- Text excerpt
....
The defining images from major tournaments are almost never from the group stages, let alone the first 24 hours, but nothing at the European Championship will prove as unforgettable as the Denmark players forming a human shield around their stricken talisman Christian Eriksen, or captain Simon Kjaer comforting his teammate's partner.
In a way, given the circumstances of the delayed tournament and the past 18 months, there would be something fitting in Euro 2020 being remembered for acts of human strength and compassion in the face of shocking evidence of our own fragility.
It hardly felt possible to be any more grateful to medical professionals but the incident was another unneeded reminder of the heroism and brilliance of the staff who seem to have saved Eriksen's life on the pitch.
Kjaer's quick-thinking in appearing to clear his friend's airways and the lack of hesitation from English referee Anthony Taylor in calling for assistance are also worthy of high praise, while it was stirring to witness the reaction of the Denmark and Finland supporters at the Parken Stadium.
After Eriksen had left the pitch on a stretcher and the match had been abandoned, the visiting Finland fans chanted "Christian" and Denmark fans replied by shouting "Eriksen".
And yet Eriksen's collapse will cast a long and dark shadow over the tournament. For the past year, football has provided a release from the grim life-and-death reality of the pandemic and the Euros was supposed to be another signpost to normality, a hard-earned celebration as the continent begins to re-open.
So to be confronted by the fine line between sickness and health in the midst of one of the opening matches was a gut-punch.
The live scenes broadcast by the BBC – which went on longer than was decent and prompted an apology from Gary Lineker – were genuinely shocking and heart-wrenching.
Nothing matters beyond a full and quick recovery by Eriksen, but the incident raises uncomfortable questions for the game.
Watch: Euro 2020 briefing - Finland win after Denmark match is restarted following Eriksen collapse
We may never know if what happened was any consequence of the most relentless domestic season in history, including seemingly needless and ill-advised internationals, but it was hard not to wonder about the correlation after news filtered through that Eriksen was stable.
The decision to restart the match so soon was also jarring and in the circumstances it was hardly a surprise that Denmark fell to a 1-0 defeat, not that it mattered a jot.
The instinctive and correct reaction to witnessing Eriksen pitch forward onto the turf and fall unconscious is that everything else is meaningless, particularly the football itself.
....
- Data supplied
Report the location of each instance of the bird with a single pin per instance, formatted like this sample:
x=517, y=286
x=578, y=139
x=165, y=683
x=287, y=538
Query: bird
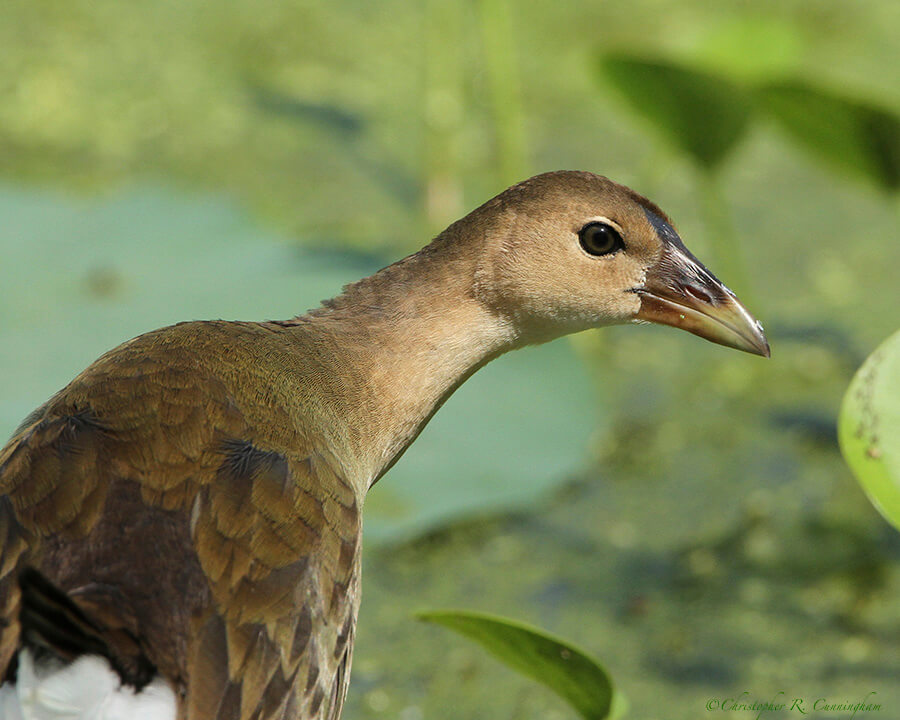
x=181, y=524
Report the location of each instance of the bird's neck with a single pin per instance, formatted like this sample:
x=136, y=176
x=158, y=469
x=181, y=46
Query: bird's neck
x=401, y=341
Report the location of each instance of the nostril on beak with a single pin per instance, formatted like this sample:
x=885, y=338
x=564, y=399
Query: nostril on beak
x=699, y=294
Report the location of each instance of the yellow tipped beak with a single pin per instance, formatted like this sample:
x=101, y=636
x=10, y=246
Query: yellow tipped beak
x=680, y=292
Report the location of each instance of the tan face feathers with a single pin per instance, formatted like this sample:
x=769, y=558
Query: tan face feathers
x=568, y=251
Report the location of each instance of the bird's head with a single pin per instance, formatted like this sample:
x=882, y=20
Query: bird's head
x=568, y=251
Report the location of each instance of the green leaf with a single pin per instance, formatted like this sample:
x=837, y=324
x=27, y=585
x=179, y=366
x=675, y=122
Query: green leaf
x=704, y=115
x=848, y=134
x=869, y=428
x=569, y=672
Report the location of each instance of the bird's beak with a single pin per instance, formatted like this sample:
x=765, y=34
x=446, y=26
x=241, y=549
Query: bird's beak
x=679, y=291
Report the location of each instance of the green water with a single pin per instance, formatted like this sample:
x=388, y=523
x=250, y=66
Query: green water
x=678, y=509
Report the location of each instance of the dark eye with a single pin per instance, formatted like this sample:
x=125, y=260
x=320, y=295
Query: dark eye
x=600, y=239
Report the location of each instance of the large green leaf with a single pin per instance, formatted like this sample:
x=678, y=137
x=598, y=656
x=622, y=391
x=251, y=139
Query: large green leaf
x=704, y=115
x=851, y=135
x=869, y=428
x=571, y=673
x=77, y=278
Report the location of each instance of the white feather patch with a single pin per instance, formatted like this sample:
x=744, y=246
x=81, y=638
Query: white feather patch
x=87, y=689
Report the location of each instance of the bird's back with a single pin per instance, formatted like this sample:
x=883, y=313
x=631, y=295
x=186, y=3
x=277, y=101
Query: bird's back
x=194, y=522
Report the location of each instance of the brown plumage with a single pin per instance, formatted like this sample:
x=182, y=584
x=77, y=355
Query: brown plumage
x=194, y=495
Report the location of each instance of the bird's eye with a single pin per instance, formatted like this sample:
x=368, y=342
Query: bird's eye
x=600, y=239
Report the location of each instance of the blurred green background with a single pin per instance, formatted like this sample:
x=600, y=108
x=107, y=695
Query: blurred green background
x=678, y=509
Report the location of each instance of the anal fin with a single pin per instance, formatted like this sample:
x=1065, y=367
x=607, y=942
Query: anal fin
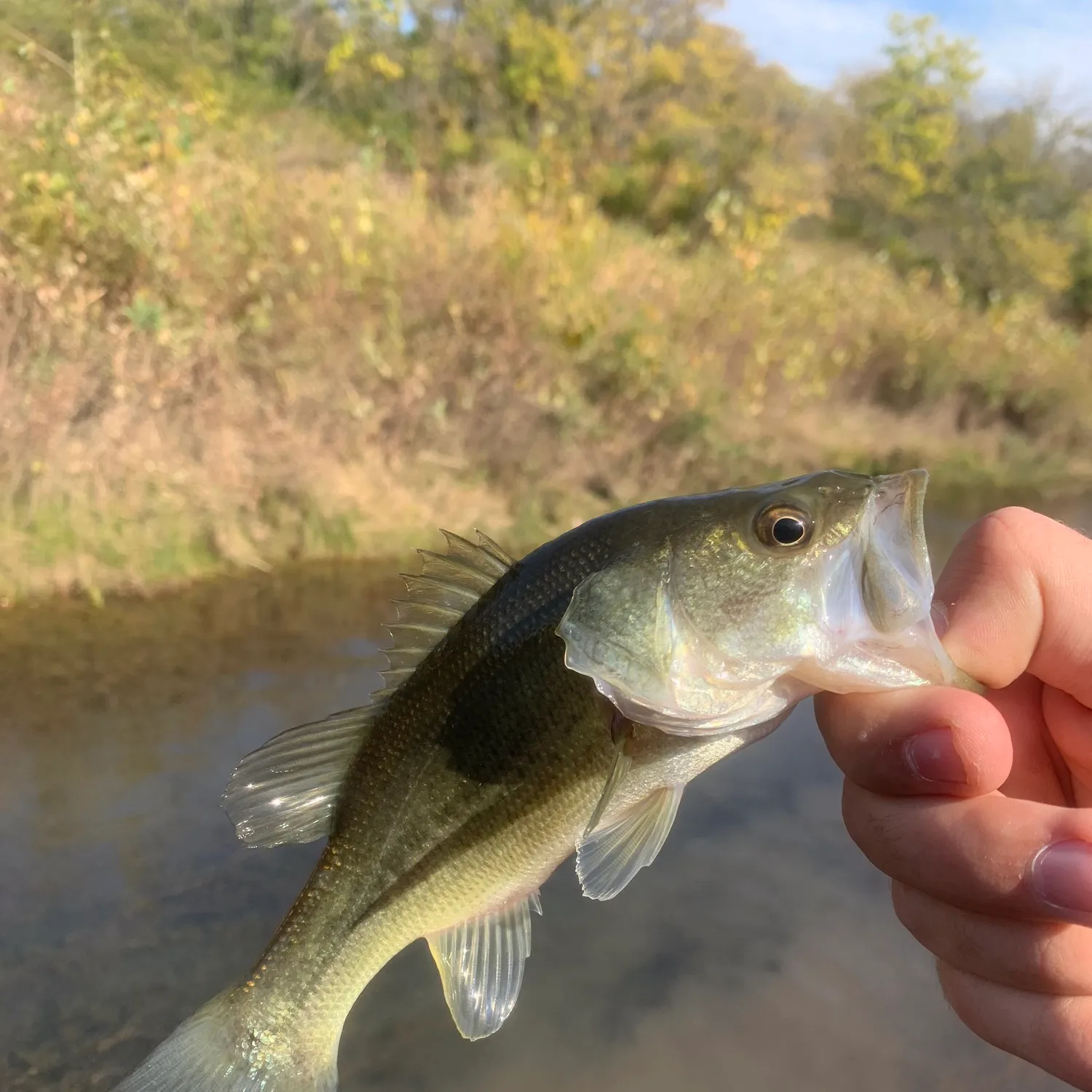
x=611, y=856
x=480, y=965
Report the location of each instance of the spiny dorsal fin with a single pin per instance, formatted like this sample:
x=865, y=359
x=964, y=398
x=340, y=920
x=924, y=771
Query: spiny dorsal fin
x=480, y=965
x=288, y=790
x=611, y=856
x=449, y=585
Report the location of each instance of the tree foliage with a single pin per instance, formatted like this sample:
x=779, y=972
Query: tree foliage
x=653, y=109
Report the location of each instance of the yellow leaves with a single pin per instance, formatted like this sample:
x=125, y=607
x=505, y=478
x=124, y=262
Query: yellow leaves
x=666, y=66
x=544, y=63
x=1046, y=258
x=340, y=54
x=384, y=66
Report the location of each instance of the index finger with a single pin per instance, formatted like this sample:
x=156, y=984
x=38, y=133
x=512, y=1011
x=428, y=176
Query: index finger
x=1018, y=594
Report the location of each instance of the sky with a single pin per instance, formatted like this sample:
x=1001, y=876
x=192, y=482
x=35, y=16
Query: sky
x=1026, y=45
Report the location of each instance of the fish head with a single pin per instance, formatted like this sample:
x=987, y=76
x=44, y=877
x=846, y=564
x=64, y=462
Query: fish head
x=756, y=598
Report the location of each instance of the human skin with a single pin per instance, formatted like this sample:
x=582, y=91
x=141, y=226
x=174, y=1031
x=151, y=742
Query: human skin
x=980, y=808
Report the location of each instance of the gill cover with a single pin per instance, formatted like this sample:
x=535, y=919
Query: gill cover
x=696, y=640
x=626, y=630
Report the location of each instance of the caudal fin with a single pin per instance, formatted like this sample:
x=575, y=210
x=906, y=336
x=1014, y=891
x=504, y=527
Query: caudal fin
x=215, y=1051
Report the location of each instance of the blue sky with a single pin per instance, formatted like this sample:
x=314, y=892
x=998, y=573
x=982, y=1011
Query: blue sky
x=1026, y=45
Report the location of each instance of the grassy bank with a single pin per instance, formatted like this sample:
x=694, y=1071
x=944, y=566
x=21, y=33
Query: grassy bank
x=229, y=342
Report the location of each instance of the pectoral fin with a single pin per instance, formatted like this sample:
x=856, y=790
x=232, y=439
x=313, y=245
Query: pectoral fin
x=480, y=965
x=609, y=858
x=288, y=790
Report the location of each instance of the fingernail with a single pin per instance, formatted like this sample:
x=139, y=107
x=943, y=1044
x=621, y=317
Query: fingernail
x=933, y=757
x=1061, y=875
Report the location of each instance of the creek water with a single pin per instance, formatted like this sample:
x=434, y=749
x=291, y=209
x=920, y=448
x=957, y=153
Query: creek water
x=758, y=954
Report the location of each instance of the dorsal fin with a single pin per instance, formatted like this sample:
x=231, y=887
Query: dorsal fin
x=449, y=585
x=288, y=790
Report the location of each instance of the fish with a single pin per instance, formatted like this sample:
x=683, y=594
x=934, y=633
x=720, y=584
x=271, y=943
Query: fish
x=544, y=708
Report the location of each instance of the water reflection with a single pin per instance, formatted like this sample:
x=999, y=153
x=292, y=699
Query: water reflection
x=758, y=954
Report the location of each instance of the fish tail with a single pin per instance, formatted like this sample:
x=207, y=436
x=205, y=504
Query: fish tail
x=218, y=1050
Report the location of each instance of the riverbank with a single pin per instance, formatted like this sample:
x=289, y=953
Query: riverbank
x=242, y=347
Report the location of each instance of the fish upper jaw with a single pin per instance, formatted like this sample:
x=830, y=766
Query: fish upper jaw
x=878, y=598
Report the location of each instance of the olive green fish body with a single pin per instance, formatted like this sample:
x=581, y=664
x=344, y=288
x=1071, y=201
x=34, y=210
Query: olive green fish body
x=695, y=622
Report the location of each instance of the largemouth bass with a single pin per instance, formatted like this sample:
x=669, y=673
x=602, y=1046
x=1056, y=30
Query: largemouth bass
x=542, y=708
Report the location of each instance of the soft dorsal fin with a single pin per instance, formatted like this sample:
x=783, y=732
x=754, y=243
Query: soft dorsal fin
x=288, y=790
x=612, y=855
x=480, y=965
x=447, y=587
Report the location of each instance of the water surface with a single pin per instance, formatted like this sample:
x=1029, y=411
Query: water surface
x=758, y=954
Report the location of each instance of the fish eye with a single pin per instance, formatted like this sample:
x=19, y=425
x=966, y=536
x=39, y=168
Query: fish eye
x=783, y=528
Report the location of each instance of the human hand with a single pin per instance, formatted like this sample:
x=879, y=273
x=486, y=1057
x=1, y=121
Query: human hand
x=980, y=808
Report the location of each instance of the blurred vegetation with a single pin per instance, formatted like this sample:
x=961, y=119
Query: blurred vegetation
x=292, y=280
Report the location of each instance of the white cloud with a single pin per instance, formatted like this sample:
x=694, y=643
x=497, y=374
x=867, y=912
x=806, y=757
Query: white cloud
x=1026, y=45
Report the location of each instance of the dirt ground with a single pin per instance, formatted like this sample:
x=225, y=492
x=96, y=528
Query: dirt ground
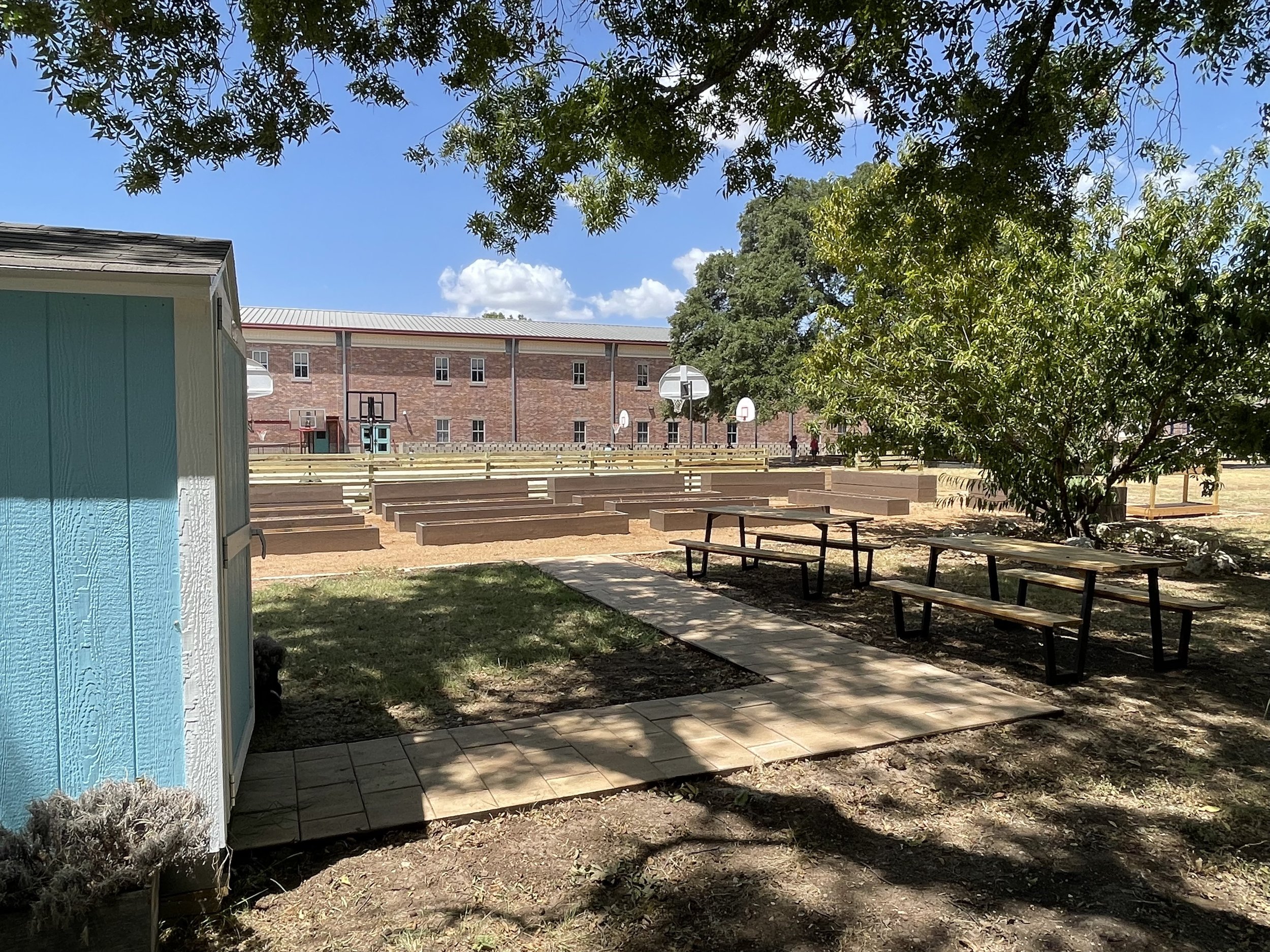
x=1139, y=820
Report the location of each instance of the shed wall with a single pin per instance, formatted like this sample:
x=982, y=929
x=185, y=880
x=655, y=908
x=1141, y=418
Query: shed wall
x=90, y=672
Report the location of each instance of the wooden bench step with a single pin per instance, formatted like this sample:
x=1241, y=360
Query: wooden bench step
x=812, y=541
x=1117, y=593
x=1020, y=615
x=766, y=555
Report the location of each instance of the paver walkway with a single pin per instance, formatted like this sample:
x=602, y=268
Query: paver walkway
x=826, y=695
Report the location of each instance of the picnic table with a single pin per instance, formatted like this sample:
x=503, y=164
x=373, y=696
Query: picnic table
x=809, y=517
x=1089, y=563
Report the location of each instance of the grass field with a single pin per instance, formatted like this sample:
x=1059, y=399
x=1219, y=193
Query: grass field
x=384, y=653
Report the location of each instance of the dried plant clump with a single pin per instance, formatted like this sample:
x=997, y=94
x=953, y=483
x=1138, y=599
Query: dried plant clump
x=75, y=852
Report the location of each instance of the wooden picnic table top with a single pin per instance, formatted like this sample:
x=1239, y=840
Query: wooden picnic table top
x=1052, y=554
x=768, y=512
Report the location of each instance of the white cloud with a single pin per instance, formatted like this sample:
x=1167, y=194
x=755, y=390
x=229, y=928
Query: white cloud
x=652, y=299
x=686, y=265
x=542, y=292
x=537, y=291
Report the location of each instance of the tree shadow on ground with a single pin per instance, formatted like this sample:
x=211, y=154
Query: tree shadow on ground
x=385, y=653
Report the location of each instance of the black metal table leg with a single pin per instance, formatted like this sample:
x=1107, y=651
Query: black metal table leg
x=855, y=554
x=931, y=569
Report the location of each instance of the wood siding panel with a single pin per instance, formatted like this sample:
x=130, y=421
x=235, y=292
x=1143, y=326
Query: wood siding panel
x=28, y=653
x=92, y=597
x=151, y=451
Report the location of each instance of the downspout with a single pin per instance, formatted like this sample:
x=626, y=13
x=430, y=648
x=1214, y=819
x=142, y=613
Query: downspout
x=511, y=349
x=343, y=354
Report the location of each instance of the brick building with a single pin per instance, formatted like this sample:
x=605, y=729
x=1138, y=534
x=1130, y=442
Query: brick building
x=458, y=381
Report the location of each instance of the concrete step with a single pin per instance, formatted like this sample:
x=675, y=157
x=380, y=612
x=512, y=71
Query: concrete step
x=334, y=539
x=525, y=527
x=303, y=522
x=408, y=519
x=687, y=519
x=850, y=502
x=915, y=486
x=641, y=508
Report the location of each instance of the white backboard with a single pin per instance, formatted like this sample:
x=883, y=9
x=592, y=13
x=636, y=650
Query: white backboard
x=684, y=382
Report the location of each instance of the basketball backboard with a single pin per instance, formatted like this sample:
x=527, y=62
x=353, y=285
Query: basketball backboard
x=684, y=382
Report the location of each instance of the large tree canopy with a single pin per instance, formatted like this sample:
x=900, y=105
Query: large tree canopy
x=609, y=102
x=747, y=321
x=1141, y=346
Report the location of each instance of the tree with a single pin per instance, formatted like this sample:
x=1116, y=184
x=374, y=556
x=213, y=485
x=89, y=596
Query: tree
x=746, y=323
x=1061, y=367
x=606, y=105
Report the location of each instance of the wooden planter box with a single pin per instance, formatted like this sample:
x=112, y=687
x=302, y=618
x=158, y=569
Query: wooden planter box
x=126, y=923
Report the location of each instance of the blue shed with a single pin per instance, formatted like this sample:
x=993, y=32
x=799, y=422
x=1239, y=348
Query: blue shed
x=125, y=557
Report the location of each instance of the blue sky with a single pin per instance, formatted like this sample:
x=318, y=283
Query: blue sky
x=346, y=222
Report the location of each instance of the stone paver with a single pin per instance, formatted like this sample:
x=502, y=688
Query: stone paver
x=826, y=695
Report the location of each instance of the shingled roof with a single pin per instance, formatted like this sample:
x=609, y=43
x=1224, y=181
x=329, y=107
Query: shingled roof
x=51, y=248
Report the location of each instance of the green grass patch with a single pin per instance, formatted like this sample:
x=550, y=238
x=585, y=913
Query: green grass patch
x=384, y=653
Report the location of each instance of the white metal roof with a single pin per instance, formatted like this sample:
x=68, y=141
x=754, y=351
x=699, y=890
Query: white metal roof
x=52, y=248
x=300, y=318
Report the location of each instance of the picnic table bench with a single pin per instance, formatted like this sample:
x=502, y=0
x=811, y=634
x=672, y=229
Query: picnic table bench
x=840, y=544
x=814, y=517
x=801, y=559
x=1088, y=562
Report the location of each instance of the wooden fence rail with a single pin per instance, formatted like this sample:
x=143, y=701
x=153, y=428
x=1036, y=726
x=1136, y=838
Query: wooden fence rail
x=360, y=471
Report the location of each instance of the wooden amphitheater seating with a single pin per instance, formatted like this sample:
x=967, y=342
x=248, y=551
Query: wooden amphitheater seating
x=775, y=483
x=562, y=489
x=524, y=527
x=436, y=490
x=850, y=502
x=595, y=502
x=295, y=493
x=639, y=508
x=389, y=511
x=685, y=519
x=407, y=519
x=299, y=522
x=913, y=486
x=327, y=539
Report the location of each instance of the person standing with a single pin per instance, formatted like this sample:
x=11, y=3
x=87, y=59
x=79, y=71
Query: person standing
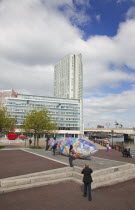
....
- Exercise
List every person named in the article about Christian Eriksen's collapse at Euro 2020.

- Solved problem
Christian Eriksen, Simon Kjaer, Anthony Taylor, Gary Lineker